++++ Data shown ++++

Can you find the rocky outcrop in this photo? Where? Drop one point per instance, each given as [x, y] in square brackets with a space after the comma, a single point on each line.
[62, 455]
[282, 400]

++++
++++ Data shown ++++

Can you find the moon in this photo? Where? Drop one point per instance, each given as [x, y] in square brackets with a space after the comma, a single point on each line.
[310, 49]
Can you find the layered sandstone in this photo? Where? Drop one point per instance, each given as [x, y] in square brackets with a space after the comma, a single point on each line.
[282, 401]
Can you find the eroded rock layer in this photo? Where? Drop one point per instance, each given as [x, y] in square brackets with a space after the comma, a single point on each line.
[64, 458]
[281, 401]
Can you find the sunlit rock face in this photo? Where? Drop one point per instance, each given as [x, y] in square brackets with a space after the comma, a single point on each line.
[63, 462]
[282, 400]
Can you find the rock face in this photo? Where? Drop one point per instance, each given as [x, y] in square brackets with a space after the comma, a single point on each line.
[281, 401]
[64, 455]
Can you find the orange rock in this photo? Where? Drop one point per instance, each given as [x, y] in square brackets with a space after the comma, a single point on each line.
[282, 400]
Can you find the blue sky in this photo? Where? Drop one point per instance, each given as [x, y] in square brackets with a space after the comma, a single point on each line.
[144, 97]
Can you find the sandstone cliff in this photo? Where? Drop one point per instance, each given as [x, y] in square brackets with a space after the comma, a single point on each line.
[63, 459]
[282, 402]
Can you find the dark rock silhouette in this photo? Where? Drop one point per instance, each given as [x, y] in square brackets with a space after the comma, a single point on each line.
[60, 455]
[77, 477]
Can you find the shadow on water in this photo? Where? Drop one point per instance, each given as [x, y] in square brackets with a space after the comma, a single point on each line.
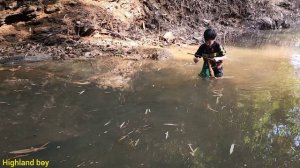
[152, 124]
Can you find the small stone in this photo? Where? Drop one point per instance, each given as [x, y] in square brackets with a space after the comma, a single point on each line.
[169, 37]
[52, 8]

++++

### Exercise objective
Pick out and copy each line of the records above that contains the string "face". Case counts.

### In response
Can you find the sunlit rock face in this photo? Where? Drop one point per instance, each given as [x, y] in square brackets with a space after the comma, a single point on each line.
Can you find the rock face in this photo? Where? Drop one point per instance, each given as [x, y] in square brackets with a space after the comma, a single point on each line.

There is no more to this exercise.